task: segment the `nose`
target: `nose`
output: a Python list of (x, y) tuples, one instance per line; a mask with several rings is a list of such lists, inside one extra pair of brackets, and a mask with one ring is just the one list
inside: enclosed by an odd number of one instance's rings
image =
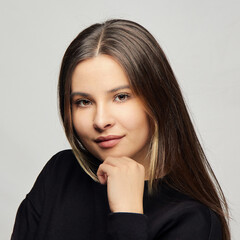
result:
[(111, 128), (115, 124), (115, 120), (111, 110), (105, 105), (99, 105), (96, 107), (93, 127), (99, 131), (103, 132)]

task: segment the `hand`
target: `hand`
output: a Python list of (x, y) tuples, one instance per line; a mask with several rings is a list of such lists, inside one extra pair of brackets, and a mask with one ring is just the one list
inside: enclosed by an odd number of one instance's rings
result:
[(112, 212), (143, 213), (143, 165), (128, 157), (107, 157), (99, 166), (97, 176), (101, 184), (107, 184)]

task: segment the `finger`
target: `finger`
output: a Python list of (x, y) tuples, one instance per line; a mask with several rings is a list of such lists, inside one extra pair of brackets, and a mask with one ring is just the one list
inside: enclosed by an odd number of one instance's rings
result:
[(111, 175), (114, 168), (115, 167), (113, 167), (109, 164), (104, 164), (104, 163), (102, 163), (99, 166), (99, 168), (97, 170), (97, 176), (98, 176), (98, 180), (101, 184), (107, 183), (108, 176)]

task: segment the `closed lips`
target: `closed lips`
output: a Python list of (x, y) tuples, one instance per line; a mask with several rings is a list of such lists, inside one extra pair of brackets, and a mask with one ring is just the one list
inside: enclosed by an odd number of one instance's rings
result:
[(96, 143), (99, 143), (99, 142), (104, 142), (104, 141), (110, 141), (110, 140), (114, 140), (114, 139), (120, 139), (122, 138), (123, 136), (116, 136), (116, 135), (109, 135), (109, 136), (106, 136), (106, 137), (98, 137), (95, 142)]

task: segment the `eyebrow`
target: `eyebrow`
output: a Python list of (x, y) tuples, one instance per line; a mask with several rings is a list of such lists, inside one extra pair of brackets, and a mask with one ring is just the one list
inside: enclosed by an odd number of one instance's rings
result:
[[(124, 85), (124, 86), (116, 87), (116, 88), (113, 88), (111, 90), (108, 90), (107, 93), (114, 93), (114, 92), (117, 92), (118, 90), (126, 89), (126, 88), (130, 89), (130, 86), (129, 85)], [(72, 92), (70, 97), (73, 98), (76, 95), (81, 95), (83, 97), (91, 96), (91, 94), (88, 94), (88, 93), (85, 93), (85, 92)]]

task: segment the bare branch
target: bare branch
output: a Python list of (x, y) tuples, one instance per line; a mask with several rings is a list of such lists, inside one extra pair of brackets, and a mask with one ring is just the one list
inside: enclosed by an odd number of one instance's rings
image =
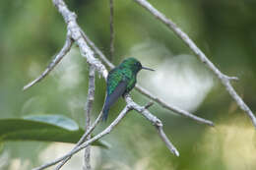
______
Stated goal –
Shift every coordinate in the answers by -29, then write out again, requests included, the part of the entries that runs from their start through the line containing "131), (103, 132)]", with both ends included and the pictures left out.

Task solution –
task: segment the `nose`
target: `nose`
output: a Python list of (x, y) tuples, one instance per line; a mask with several rings is a list of such lists, inside one extra pair of brackets, and a mask with one ring is just the one list
inside: enclosed by an odd number of one instance's rings
image =
result:
[(82, 99), (86, 95), (86, 91), (82, 81), (76, 76), (70, 76), (67, 78), (64, 98), (70, 102), (74, 103)]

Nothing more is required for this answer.